§ Text excerpt
Tjhisha Ball and Angelia Mangum: Two names you should know but probably don’t. Tjhisha Ball and Angelia Mangum were 19 and 18 years old, respectively, two young women who were brutally murdered on September 18th. Their bodies were found in Duval County, Florida, reportedly thrown off an overpass, by passerby in the wee hours of the morning. Little has been said about the murder of both of these young women, and what has been said either glosses over or luridly magnifies one very important factor in this case: Tjhisha and Angelia worked as exotic dancers.

Over at PostRacialComments on Tumblr, the blog not only redacted the information about Mangum and Ball working as dancers, but proceeded to break down for readers questioning its motives why they would not include, comment, or discuss the girls’ work or the criminalization of the girls by the few media outlets to highlight the story of their murder.

§ Problem to solve
In the text on the murders of Tjhisha Ball and Angelia Mangum, list the verbs that name what the PostRacialComments blog said it would not do with the girls' work.

§ Data to examine

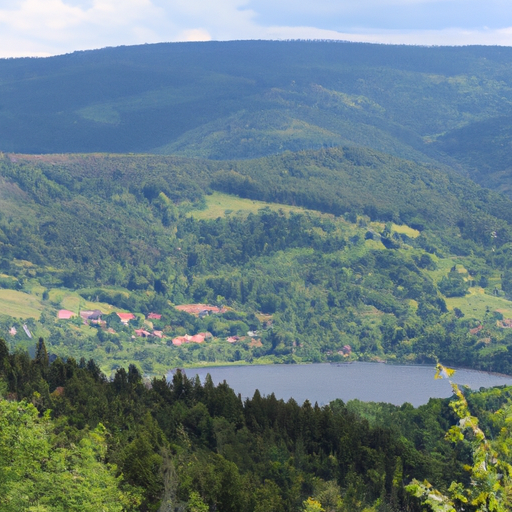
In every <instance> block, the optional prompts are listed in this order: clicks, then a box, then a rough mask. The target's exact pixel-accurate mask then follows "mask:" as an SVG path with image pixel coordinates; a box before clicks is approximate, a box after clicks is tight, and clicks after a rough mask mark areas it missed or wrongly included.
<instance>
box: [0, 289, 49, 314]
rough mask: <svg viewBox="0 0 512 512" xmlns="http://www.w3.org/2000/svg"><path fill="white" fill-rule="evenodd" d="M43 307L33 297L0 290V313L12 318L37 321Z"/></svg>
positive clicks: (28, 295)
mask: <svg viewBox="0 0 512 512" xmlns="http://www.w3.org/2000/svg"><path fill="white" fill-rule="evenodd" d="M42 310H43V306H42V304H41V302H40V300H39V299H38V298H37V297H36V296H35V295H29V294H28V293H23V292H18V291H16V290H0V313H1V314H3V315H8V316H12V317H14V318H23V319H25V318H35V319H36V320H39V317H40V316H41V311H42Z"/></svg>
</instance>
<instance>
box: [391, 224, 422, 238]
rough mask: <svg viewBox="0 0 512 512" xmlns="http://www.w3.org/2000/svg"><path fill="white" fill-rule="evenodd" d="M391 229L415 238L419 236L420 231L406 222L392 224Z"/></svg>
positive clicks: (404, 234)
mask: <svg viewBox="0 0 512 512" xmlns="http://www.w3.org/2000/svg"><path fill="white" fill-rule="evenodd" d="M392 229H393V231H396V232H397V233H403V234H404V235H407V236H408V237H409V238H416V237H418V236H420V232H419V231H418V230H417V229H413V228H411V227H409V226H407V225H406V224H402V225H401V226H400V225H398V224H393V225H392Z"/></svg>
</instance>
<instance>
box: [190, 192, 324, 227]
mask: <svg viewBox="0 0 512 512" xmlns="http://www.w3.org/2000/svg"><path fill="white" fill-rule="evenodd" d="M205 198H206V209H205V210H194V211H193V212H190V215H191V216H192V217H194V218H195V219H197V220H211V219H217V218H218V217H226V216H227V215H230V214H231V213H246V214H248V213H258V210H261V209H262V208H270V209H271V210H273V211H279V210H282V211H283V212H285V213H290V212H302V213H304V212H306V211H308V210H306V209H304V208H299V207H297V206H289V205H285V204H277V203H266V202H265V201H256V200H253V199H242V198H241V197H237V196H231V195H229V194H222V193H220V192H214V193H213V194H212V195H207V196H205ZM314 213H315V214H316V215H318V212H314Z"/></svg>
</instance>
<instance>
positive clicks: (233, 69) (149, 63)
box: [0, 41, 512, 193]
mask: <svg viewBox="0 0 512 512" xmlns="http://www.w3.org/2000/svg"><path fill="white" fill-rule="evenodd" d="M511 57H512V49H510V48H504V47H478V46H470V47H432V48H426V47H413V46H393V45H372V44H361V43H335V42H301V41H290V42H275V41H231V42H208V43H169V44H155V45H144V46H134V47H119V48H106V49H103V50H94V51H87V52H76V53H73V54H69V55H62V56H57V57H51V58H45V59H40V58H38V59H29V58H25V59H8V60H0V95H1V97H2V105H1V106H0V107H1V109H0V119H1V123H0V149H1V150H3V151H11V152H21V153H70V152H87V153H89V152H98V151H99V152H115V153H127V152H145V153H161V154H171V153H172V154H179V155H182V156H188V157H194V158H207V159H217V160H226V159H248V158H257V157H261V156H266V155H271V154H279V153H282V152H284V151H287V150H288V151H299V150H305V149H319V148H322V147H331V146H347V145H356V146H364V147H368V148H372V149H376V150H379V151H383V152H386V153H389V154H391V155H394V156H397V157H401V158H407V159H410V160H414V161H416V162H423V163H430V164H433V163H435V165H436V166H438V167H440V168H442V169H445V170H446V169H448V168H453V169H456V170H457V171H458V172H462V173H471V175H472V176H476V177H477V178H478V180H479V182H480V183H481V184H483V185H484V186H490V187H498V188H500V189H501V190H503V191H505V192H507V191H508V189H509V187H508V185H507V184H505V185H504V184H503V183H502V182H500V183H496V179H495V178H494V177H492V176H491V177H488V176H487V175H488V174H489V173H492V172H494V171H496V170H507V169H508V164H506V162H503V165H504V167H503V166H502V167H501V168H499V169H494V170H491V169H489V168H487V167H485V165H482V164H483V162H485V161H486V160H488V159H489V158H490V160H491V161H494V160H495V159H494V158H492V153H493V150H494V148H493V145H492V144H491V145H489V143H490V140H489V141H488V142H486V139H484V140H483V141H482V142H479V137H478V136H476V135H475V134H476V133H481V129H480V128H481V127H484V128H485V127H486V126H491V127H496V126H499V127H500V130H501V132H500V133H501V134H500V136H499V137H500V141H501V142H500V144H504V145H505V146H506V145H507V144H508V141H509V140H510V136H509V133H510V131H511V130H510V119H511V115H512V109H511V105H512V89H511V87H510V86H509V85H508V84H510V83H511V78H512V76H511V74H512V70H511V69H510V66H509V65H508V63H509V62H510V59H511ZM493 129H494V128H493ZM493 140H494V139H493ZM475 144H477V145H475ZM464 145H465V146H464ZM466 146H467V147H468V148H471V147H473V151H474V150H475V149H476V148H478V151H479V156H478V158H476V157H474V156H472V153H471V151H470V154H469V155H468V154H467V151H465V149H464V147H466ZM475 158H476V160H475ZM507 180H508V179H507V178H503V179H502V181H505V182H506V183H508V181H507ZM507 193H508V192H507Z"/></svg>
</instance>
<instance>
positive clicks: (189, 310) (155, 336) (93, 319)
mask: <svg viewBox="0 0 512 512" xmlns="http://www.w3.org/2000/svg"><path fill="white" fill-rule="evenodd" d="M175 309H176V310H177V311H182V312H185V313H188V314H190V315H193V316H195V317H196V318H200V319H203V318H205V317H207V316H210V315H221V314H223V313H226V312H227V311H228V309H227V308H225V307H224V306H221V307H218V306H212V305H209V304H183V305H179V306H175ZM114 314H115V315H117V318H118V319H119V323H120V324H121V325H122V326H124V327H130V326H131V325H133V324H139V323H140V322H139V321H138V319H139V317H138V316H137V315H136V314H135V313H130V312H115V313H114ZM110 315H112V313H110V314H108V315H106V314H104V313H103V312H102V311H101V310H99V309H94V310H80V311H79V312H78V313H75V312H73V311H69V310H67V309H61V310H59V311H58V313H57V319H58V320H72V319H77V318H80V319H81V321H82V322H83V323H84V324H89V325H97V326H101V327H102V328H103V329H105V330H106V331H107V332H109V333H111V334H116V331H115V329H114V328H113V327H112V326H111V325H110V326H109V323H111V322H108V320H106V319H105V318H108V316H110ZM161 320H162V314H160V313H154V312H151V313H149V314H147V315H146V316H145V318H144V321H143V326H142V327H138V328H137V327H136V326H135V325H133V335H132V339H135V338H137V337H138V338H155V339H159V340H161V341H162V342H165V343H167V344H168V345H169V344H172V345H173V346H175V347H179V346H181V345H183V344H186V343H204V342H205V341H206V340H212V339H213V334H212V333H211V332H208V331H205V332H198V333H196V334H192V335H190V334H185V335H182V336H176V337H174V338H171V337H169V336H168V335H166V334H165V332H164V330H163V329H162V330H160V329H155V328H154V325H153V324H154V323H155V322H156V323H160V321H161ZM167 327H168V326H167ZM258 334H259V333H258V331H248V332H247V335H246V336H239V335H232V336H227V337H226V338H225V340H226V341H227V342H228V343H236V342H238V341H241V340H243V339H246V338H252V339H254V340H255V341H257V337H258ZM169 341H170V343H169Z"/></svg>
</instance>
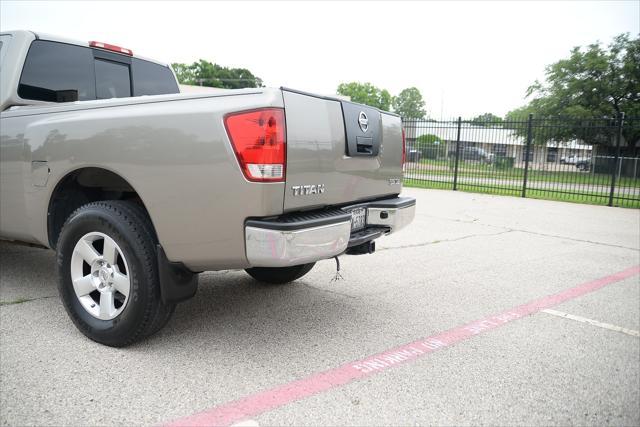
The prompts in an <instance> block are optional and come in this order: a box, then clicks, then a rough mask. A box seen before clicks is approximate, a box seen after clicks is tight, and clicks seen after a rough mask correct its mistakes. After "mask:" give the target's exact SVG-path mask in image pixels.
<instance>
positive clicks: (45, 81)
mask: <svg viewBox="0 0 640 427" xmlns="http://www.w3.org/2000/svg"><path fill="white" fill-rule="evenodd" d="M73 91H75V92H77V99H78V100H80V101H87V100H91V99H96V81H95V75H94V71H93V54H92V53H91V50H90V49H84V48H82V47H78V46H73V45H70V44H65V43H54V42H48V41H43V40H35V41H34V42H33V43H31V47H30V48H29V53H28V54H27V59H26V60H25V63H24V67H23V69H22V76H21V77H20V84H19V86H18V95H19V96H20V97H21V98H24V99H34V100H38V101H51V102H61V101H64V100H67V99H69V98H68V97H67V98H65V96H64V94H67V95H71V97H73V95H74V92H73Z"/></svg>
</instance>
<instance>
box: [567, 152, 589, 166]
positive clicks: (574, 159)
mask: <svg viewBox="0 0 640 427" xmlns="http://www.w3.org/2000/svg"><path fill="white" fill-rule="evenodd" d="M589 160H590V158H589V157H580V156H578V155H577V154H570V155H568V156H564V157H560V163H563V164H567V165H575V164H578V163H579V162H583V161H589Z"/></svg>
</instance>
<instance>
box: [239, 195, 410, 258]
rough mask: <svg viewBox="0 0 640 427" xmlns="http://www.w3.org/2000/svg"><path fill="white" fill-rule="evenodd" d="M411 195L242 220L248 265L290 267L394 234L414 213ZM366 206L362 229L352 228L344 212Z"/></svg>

§ Reply
include, comment, discuss